((

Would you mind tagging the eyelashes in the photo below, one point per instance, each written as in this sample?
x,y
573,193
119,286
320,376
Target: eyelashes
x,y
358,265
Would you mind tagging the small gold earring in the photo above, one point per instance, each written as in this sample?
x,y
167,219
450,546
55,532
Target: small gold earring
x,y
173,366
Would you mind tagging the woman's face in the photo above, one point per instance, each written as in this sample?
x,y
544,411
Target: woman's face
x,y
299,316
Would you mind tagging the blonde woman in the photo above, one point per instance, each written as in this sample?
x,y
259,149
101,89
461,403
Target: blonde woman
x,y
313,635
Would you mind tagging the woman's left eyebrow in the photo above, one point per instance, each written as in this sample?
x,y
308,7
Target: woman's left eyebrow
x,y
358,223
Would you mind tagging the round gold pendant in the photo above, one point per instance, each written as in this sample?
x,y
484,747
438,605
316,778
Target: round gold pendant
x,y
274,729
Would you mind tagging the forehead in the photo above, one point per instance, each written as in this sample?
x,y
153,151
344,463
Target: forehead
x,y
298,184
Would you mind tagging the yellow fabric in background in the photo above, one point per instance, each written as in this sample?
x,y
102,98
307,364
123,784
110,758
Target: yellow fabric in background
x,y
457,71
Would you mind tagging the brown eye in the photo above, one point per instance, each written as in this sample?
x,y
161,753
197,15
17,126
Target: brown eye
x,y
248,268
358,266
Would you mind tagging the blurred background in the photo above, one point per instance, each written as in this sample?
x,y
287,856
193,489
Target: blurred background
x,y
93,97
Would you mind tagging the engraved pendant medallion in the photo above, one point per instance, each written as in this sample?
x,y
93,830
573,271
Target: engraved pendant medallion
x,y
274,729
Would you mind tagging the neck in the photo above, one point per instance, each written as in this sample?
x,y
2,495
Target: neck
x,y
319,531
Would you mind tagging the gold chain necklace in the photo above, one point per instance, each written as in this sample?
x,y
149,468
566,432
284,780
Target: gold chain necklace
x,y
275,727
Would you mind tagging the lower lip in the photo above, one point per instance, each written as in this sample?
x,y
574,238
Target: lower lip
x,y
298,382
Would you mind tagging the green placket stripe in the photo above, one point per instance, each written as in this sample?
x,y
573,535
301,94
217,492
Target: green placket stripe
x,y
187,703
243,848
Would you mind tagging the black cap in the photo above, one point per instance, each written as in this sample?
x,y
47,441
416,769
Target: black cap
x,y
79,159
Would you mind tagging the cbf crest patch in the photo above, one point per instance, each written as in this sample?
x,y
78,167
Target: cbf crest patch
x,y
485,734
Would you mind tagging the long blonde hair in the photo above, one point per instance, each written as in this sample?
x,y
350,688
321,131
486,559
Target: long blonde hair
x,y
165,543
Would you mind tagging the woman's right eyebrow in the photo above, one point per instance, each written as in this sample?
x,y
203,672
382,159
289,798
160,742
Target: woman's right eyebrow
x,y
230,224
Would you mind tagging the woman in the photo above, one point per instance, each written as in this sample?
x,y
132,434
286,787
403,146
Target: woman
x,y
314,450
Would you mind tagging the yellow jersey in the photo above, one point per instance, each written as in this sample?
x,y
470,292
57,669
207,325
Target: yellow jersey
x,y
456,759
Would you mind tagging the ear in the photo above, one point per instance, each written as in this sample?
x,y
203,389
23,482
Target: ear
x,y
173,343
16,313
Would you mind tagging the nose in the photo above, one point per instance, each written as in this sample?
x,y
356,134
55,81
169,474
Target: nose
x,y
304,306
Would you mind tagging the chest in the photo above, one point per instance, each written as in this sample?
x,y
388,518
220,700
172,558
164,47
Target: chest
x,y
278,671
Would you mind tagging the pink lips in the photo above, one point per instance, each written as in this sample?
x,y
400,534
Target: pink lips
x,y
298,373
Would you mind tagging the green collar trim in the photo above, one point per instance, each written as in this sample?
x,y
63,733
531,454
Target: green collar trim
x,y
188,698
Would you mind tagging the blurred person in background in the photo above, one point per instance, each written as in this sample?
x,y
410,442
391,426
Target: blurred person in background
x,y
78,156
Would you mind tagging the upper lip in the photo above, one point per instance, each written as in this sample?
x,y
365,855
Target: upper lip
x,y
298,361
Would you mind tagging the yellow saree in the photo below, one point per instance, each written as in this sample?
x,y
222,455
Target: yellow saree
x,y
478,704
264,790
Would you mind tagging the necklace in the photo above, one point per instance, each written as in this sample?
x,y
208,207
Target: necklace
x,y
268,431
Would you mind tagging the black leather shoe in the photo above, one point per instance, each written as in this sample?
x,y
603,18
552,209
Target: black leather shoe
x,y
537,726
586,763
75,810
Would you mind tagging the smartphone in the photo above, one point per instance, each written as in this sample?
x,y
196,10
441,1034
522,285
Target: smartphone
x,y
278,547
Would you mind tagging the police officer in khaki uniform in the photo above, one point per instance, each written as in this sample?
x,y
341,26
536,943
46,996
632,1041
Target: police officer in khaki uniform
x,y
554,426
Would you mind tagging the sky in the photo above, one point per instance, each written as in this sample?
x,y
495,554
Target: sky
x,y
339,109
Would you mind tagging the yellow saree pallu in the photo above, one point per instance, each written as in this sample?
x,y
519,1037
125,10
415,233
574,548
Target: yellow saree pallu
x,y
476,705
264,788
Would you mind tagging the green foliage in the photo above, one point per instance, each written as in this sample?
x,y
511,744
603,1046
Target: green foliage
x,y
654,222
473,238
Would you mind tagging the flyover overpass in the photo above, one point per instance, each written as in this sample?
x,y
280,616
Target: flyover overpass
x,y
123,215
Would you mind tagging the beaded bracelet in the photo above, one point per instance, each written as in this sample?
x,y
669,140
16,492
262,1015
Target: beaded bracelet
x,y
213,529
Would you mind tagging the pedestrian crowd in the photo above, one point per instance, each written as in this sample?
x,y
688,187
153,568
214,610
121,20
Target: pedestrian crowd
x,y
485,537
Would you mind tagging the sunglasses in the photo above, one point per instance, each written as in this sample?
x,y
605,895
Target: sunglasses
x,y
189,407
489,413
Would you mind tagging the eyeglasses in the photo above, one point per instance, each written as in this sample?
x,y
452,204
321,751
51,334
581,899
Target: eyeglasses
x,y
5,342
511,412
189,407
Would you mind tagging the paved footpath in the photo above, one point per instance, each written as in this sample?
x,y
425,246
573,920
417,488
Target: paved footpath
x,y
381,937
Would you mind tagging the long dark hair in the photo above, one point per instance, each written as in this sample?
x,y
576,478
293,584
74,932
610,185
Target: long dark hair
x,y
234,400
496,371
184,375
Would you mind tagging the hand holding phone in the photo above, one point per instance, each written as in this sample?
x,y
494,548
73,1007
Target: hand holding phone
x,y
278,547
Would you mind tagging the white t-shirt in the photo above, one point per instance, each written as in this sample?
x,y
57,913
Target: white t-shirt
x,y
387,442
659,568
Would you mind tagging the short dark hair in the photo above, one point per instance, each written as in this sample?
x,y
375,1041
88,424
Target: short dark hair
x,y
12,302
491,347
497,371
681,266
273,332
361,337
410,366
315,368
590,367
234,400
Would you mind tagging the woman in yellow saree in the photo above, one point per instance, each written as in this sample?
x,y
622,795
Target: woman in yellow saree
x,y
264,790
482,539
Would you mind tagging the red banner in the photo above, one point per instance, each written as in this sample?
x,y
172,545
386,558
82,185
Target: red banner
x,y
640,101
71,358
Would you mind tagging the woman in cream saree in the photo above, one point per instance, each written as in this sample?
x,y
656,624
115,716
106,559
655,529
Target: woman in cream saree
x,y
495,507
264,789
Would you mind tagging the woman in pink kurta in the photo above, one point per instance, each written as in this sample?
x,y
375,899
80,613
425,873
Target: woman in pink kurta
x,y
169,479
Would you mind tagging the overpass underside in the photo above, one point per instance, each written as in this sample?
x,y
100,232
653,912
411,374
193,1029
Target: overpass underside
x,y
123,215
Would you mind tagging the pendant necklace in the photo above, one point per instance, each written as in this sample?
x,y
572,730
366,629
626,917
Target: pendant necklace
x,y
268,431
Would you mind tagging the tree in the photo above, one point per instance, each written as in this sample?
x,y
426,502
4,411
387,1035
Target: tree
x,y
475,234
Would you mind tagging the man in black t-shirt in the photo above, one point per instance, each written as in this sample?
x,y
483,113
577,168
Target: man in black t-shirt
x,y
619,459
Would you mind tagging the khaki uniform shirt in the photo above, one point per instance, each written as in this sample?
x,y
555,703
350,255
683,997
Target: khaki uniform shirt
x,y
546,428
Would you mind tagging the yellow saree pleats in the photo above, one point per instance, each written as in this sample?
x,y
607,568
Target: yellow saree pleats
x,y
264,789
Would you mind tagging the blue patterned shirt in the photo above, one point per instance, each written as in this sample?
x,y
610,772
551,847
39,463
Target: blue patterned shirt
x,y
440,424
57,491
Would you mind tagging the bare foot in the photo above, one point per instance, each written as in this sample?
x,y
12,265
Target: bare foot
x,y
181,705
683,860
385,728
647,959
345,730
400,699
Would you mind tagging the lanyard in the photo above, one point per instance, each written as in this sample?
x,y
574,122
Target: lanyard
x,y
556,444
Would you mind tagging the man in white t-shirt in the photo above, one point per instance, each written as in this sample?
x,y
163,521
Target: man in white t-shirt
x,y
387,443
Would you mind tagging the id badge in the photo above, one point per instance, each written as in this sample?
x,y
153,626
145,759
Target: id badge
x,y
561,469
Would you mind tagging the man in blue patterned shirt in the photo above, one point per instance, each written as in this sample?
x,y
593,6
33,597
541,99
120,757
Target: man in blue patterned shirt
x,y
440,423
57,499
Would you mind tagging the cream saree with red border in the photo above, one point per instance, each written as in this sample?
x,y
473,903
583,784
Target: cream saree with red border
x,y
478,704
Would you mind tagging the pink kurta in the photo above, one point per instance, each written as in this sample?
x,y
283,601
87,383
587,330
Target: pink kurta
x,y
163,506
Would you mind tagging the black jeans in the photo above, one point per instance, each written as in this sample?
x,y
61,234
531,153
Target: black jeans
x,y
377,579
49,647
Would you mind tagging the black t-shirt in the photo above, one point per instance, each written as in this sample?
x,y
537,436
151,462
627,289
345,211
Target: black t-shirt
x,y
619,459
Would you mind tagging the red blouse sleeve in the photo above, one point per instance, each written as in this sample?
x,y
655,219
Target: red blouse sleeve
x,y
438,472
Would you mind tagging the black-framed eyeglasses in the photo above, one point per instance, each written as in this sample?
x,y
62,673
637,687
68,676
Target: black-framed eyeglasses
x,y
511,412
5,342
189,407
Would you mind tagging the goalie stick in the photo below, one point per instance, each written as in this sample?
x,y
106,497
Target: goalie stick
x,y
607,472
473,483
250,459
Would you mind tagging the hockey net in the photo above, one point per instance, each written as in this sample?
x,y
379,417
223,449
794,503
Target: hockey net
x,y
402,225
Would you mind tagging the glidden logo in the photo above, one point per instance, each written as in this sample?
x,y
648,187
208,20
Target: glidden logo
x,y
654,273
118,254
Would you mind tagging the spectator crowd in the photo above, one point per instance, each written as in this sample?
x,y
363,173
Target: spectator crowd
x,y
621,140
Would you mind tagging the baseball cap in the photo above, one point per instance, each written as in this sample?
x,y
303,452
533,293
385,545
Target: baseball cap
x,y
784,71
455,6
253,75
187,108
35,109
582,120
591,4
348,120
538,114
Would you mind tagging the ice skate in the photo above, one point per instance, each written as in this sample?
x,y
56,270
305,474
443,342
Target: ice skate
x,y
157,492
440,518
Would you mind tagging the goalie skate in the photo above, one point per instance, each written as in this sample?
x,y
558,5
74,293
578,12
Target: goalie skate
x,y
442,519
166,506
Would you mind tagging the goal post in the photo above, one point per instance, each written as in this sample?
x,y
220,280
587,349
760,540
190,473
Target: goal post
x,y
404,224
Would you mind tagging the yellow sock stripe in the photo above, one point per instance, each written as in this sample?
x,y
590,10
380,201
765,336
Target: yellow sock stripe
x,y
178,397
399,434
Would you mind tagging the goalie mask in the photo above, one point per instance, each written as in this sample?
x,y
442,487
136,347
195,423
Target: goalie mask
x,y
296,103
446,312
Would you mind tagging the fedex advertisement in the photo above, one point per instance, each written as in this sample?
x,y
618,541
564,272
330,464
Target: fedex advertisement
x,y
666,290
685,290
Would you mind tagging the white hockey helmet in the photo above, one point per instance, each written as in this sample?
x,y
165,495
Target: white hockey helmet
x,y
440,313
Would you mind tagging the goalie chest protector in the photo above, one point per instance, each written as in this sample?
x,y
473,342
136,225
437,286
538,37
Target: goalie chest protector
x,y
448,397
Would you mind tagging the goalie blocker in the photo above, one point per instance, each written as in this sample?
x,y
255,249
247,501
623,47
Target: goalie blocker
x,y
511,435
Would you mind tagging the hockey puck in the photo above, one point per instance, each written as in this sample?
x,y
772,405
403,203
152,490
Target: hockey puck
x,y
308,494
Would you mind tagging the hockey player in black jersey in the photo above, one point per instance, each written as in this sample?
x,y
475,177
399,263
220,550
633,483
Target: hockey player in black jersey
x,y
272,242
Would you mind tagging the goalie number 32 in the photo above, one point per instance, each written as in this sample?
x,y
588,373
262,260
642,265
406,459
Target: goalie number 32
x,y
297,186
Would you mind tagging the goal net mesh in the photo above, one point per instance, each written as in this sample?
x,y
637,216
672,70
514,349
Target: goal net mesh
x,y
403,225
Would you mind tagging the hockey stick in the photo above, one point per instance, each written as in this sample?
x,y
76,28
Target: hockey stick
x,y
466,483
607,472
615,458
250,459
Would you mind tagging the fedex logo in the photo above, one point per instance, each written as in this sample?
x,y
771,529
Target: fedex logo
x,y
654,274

))

**Your objective**
Put every line of the items into a JSON list of strings, one string per line with blank lines omitted, starting at the line containing "Would you mind tagging the goal net" and ending at the final line of the items above.

**Result**
[
  "Would you mind tagging the goal net mesh in the photo above, one point per instance, each written as in this sample?",
  "x,y",
  "637,216",
  "672,70",
  "514,349",
  "Target: goal net mesh",
  "x,y",
  "403,225",
  "Would you mind tagging the hockey stick in the photo above, one point per instance, each written as in this sample?",
  "x,y",
  "76,28",
  "Target: hockey stick",
  "x,y",
  "466,483",
  "607,472",
  "615,458",
  "250,459",
  "Would you mind tagging the fedex logo in the photo above, one point per instance, each written as in this sample?",
  "x,y",
  "771,529",
  "Target: fedex logo",
  "x,y",
  "654,274"
]